> What to produce:
Copy out the lines from the line with "Task: deliver the" to the line with "176L291 180L296 165L291", including both of those lines, and give nothing else.
___ Input material
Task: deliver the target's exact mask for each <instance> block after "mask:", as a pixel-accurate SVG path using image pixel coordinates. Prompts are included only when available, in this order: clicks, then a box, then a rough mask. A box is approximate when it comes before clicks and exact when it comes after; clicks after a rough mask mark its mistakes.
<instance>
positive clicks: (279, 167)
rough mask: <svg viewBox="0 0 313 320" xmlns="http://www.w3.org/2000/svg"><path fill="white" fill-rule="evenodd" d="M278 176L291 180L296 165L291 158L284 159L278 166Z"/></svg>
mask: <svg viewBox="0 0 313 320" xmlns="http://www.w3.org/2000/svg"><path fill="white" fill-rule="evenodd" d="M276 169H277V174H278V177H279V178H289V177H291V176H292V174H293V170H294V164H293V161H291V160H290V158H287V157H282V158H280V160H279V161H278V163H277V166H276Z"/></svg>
______
___ Input material
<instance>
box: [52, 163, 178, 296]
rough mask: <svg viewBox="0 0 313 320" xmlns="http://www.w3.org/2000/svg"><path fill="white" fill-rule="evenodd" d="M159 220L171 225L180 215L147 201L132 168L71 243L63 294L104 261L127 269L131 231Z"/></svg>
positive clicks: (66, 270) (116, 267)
______
> Problem solution:
Task: deliver the target's exact mask for each <instance> block after "mask:", as a pixel-accurate SVG path using image pixel coordinates. Prompts are included only when available, in this order: clicks, then a box, then a rough mask. A box is approximate when it comes before clicks and exact when it comes after; clicks after a rough mask mark its mistakes.
<instance>
positive clicks: (279, 167)
rough mask: <svg viewBox="0 0 313 320" xmlns="http://www.w3.org/2000/svg"><path fill="white" fill-rule="evenodd" d="M278 176L291 180L296 165L291 158L284 159L278 166Z"/></svg>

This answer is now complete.